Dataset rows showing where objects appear
-- Start --

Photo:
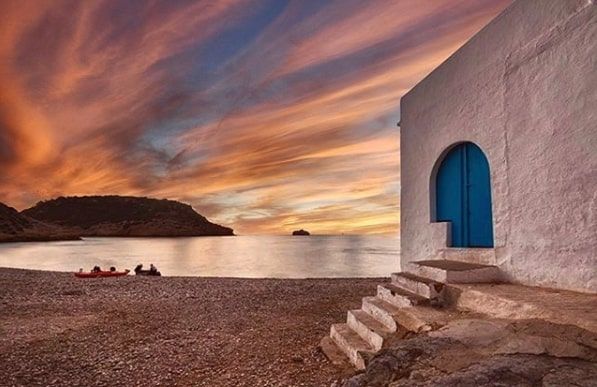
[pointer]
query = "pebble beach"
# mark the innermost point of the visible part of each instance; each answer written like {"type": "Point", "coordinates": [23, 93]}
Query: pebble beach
{"type": "Point", "coordinates": [56, 329]}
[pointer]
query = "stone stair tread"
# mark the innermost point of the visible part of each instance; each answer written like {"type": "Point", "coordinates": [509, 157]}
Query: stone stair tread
{"type": "Point", "coordinates": [451, 265]}
{"type": "Point", "coordinates": [417, 299]}
{"type": "Point", "coordinates": [391, 309]}
{"type": "Point", "coordinates": [371, 322]}
{"type": "Point", "coordinates": [414, 277]}
{"type": "Point", "coordinates": [351, 337]}
{"type": "Point", "coordinates": [332, 352]}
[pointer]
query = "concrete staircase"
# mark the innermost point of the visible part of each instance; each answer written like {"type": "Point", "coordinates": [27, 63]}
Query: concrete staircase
{"type": "Point", "coordinates": [408, 303]}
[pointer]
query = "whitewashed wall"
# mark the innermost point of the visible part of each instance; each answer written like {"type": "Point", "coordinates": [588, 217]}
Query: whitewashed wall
{"type": "Point", "coordinates": [525, 90]}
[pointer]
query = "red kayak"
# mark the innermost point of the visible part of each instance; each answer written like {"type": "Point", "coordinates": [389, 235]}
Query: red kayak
{"type": "Point", "coordinates": [96, 274]}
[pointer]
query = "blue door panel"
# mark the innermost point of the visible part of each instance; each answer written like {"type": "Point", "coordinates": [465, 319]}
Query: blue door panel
{"type": "Point", "coordinates": [449, 194]}
{"type": "Point", "coordinates": [463, 196]}
{"type": "Point", "coordinates": [479, 199]}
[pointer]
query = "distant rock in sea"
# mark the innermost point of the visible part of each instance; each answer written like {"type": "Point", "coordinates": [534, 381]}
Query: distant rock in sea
{"type": "Point", "coordinates": [15, 227]}
{"type": "Point", "coordinates": [124, 216]}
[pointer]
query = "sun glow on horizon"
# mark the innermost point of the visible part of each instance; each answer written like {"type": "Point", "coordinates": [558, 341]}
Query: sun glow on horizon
{"type": "Point", "coordinates": [266, 116]}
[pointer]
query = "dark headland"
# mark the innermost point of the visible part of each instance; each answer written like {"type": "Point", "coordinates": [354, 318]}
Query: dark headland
{"type": "Point", "coordinates": [106, 216]}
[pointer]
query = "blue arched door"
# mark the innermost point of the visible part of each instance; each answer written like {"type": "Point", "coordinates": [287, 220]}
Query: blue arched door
{"type": "Point", "coordinates": [463, 196]}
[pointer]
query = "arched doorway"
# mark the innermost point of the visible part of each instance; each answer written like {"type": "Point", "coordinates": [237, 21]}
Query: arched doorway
{"type": "Point", "coordinates": [463, 196]}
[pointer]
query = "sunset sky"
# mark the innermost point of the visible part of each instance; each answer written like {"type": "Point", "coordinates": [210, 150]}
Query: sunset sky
{"type": "Point", "coordinates": [266, 116]}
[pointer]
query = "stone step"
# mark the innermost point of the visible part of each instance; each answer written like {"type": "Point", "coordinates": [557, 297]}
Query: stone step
{"type": "Point", "coordinates": [420, 318]}
{"type": "Point", "coordinates": [415, 284]}
{"type": "Point", "coordinates": [398, 296]}
{"type": "Point", "coordinates": [370, 330]}
{"type": "Point", "coordinates": [332, 352]}
{"type": "Point", "coordinates": [481, 256]}
{"type": "Point", "coordinates": [456, 272]}
{"type": "Point", "coordinates": [353, 346]}
{"type": "Point", "coordinates": [381, 310]}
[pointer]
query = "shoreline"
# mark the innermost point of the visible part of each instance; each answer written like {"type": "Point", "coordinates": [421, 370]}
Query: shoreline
{"type": "Point", "coordinates": [210, 331]}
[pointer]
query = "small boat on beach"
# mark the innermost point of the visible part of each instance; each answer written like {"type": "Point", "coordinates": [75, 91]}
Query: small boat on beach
{"type": "Point", "coordinates": [153, 271]}
{"type": "Point", "coordinates": [97, 274]}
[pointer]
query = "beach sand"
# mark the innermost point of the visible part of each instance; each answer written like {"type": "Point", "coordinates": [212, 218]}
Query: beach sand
{"type": "Point", "coordinates": [171, 331]}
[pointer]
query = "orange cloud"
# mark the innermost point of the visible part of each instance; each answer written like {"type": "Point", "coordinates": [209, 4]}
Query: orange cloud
{"type": "Point", "coordinates": [264, 120]}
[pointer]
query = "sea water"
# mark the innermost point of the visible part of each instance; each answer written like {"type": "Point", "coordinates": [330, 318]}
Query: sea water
{"type": "Point", "coordinates": [238, 256]}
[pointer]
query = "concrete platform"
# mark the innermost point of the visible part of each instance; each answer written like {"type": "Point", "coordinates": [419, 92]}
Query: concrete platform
{"type": "Point", "coordinates": [525, 302]}
{"type": "Point", "coordinates": [455, 271]}
{"type": "Point", "coordinates": [481, 256]}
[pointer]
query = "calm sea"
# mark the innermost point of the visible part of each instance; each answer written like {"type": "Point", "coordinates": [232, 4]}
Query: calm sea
{"type": "Point", "coordinates": [240, 256]}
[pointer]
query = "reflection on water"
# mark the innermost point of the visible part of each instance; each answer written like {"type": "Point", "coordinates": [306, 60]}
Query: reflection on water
{"type": "Point", "coordinates": [241, 256]}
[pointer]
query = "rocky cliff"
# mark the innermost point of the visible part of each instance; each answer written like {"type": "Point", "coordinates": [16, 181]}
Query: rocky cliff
{"type": "Point", "coordinates": [124, 216]}
{"type": "Point", "coordinates": [15, 227]}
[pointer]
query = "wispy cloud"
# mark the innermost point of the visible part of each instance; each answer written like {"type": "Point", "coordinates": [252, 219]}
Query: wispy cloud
{"type": "Point", "coordinates": [265, 115]}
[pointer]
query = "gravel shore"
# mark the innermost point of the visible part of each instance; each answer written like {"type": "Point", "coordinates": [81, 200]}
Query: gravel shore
{"type": "Point", "coordinates": [171, 331]}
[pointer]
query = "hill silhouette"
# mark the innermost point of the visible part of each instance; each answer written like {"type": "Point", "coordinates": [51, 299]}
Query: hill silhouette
{"type": "Point", "coordinates": [15, 227]}
{"type": "Point", "coordinates": [124, 216]}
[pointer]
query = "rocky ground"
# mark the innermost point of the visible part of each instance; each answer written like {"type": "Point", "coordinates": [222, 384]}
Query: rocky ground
{"type": "Point", "coordinates": [477, 352]}
{"type": "Point", "coordinates": [59, 330]}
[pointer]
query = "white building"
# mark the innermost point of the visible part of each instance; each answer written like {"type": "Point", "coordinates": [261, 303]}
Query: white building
{"type": "Point", "coordinates": [499, 149]}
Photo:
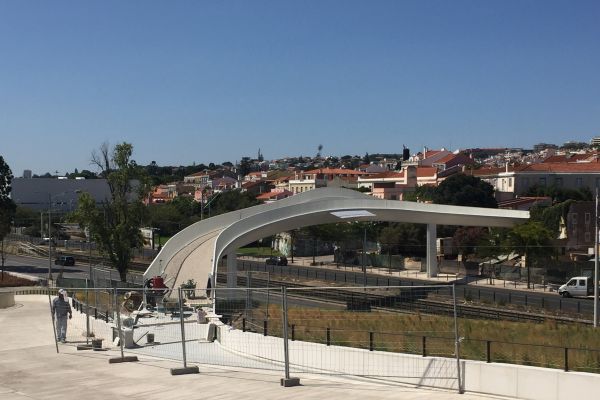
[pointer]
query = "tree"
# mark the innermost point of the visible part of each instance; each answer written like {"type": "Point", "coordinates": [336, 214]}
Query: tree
{"type": "Point", "coordinates": [465, 190]}
{"type": "Point", "coordinates": [7, 206]}
{"type": "Point", "coordinates": [115, 225]}
{"type": "Point", "coordinates": [531, 239]}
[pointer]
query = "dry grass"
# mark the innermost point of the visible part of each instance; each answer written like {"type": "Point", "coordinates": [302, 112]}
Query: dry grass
{"type": "Point", "coordinates": [511, 342]}
{"type": "Point", "coordinates": [7, 280]}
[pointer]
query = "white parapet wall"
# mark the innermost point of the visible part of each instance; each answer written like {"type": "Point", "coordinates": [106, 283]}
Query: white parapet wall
{"type": "Point", "coordinates": [516, 381]}
{"type": "Point", "coordinates": [7, 298]}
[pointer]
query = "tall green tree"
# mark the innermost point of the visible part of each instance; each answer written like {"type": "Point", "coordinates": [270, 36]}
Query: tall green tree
{"type": "Point", "coordinates": [7, 206]}
{"type": "Point", "coordinates": [115, 223]}
{"type": "Point", "coordinates": [533, 240]}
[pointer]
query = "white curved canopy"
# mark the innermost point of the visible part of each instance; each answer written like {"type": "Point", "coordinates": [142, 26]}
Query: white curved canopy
{"type": "Point", "coordinates": [194, 252]}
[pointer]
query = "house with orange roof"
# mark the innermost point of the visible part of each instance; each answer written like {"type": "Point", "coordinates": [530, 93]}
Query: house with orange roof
{"type": "Point", "coordinates": [452, 160]}
{"type": "Point", "coordinates": [274, 195]}
{"type": "Point", "coordinates": [324, 177]}
{"type": "Point", "coordinates": [427, 158]}
{"type": "Point", "coordinates": [162, 194]}
{"type": "Point", "coordinates": [390, 185]}
{"type": "Point", "coordinates": [513, 181]}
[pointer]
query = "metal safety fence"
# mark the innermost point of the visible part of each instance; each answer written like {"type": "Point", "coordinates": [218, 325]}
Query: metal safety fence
{"type": "Point", "coordinates": [387, 332]}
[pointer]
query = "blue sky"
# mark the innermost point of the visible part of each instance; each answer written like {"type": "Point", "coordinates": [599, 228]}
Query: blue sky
{"type": "Point", "coordinates": [212, 81]}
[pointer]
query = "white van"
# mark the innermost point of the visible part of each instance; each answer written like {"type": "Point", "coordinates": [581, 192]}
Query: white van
{"type": "Point", "coordinates": [577, 286]}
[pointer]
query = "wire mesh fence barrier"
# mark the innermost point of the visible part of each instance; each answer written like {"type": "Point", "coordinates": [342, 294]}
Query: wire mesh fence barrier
{"type": "Point", "coordinates": [93, 317]}
{"type": "Point", "coordinates": [406, 334]}
{"type": "Point", "coordinates": [371, 331]}
{"type": "Point", "coordinates": [480, 290]}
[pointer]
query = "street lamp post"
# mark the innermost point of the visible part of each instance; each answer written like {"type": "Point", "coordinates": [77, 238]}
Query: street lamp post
{"type": "Point", "coordinates": [595, 278]}
{"type": "Point", "coordinates": [49, 239]}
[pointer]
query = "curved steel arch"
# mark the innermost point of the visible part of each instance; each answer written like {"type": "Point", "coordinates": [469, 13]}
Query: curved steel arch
{"type": "Point", "coordinates": [235, 229]}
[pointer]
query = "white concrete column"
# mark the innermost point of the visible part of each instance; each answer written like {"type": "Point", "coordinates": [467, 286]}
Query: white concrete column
{"type": "Point", "coordinates": [231, 269]}
{"type": "Point", "coordinates": [432, 269]}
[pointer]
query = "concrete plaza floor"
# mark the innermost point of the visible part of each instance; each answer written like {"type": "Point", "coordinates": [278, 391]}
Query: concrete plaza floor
{"type": "Point", "coordinates": [30, 368]}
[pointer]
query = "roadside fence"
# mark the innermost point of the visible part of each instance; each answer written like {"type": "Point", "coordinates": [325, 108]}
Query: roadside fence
{"type": "Point", "coordinates": [381, 332]}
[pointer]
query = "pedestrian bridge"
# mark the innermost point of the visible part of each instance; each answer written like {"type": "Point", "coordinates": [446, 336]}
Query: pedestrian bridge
{"type": "Point", "coordinates": [195, 252]}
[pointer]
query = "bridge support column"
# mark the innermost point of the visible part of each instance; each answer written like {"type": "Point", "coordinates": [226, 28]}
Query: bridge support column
{"type": "Point", "coordinates": [432, 269]}
{"type": "Point", "coordinates": [231, 269]}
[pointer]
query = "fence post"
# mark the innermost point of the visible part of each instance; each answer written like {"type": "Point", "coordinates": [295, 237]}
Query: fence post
{"type": "Point", "coordinates": [287, 381]}
{"type": "Point", "coordinates": [185, 369]}
{"type": "Point", "coordinates": [457, 342]}
{"type": "Point", "coordinates": [87, 313]}
{"type": "Point", "coordinates": [120, 330]}
{"type": "Point", "coordinates": [52, 313]}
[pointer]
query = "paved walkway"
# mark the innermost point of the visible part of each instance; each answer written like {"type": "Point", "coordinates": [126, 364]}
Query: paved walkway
{"type": "Point", "coordinates": [30, 368]}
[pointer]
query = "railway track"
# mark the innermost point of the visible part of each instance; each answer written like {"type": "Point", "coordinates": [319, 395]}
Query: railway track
{"type": "Point", "coordinates": [427, 300]}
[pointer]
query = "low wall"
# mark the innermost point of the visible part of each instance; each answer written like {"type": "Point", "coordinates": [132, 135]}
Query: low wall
{"type": "Point", "coordinates": [7, 298]}
{"type": "Point", "coordinates": [530, 383]}
{"type": "Point", "coordinates": [517, 381]}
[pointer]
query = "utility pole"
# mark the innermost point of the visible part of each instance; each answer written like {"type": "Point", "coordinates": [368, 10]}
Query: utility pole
{"type": "Point", "coordinates": [595, 278]}
{"type": "Point", "coordinates": [49, 239]}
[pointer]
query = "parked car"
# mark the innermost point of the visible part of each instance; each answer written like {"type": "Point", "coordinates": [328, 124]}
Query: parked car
{"type": "Point", "coordinates": [47, 240]}
{"type": "Point", "coordinates": [280, 260]}
{"type": "Point", "coordinates": [577, 286]}
{"type": "Point", "coordinates": [65, 260]}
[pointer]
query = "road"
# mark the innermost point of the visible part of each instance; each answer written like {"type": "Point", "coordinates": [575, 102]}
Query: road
{"type": "Point", "coordinates": [38, 267]}
{"type": "Point", "coordinates": [534, 300]}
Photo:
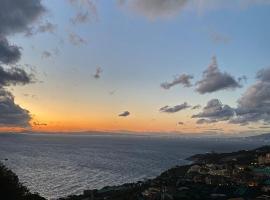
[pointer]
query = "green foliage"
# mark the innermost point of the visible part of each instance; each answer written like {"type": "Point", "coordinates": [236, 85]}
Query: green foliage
{"type": "Point", "coordinates": [12, 189]}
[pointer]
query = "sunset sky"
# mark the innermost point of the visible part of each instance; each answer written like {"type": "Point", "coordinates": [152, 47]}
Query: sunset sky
{"type": "Point", "coordinates": [187, 66]}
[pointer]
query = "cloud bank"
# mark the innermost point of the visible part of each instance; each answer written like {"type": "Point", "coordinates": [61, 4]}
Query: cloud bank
{"type": "Point", "coordinates": [174, 109]}
{"type": "Point", "coordinates": [183, 79]}
{"type": "Point", "coordinates": [214, 80]}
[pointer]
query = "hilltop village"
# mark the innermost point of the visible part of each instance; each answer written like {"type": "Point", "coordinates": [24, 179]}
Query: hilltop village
{"type": "Point", "coordinates": [242, 175]}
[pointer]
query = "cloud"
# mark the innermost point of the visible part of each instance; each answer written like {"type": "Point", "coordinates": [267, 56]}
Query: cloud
{"type": "Point", "coordinates": [174, 109]}
{"type": "Point", "coordinates": [17, 15]}
{"type": "Point", "coordinates": [12, 115]}
{"type": "Point", "coordinates": [86, 11]}
{"type": "Point", "coordinates": [76, 40]}
{"type": "Point", "coordinates": [9, 54]}
{"type": "Point", "coordinates": [39, 124]}
{"type": "Point", "coordinates": [124, 114]}
{"type": "Point", "coordinates": [98, 73]}
{"type": "Point", "coordinates": [14, 76]}
{"type": "Point", "coordinates": [254, 105]}
{"type": "Point", "coordinates": [47, 28]}
{"type": "Point", "coordinates": [156, 9]}
{"type": "Point", "coordinates": [153, 9]}
{"type": "Point", "coordinates": [196, 107]}
{"type": "Point", "coordinates": [183, 79]}
{"type": "Point", "coordinates": [46, 54]}
{"type": "Point", "coordinates": [214, 80]}
{"type": "Point", "coordinates": [214, 111]}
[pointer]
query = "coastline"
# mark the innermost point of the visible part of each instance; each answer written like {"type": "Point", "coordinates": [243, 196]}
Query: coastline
{"type": "Point", "coordinates": [209, 176]}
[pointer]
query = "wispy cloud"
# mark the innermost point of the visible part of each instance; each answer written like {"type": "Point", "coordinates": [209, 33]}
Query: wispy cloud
{"type": "Point", "coordinates": [214, 80]}
{"type": "Point", "coordinates": [124, 114]}
{"type": "Point", "coordinates": [183, 79]}
{"type": "Point", "coordinates": [98, 73]}
{"type": "Point", "coordinates": [76, 39]}
{"type": "Point", "coordinates": [174, 109]}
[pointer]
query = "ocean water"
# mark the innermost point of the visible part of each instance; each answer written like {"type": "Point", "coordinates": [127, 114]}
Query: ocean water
{"type": "Point", "coordinates": [61, 165]}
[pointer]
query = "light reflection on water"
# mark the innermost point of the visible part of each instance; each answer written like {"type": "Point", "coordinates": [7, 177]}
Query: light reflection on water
{"type": "Point", "coordinates": [60, 165]}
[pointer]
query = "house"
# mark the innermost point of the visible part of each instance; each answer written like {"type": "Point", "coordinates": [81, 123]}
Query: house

-- End --

:: Exercise ::
Pick out and copy every line of the data above that contains the string "track".

:: Solved exercise ::
query = "railway track"
Query: railway track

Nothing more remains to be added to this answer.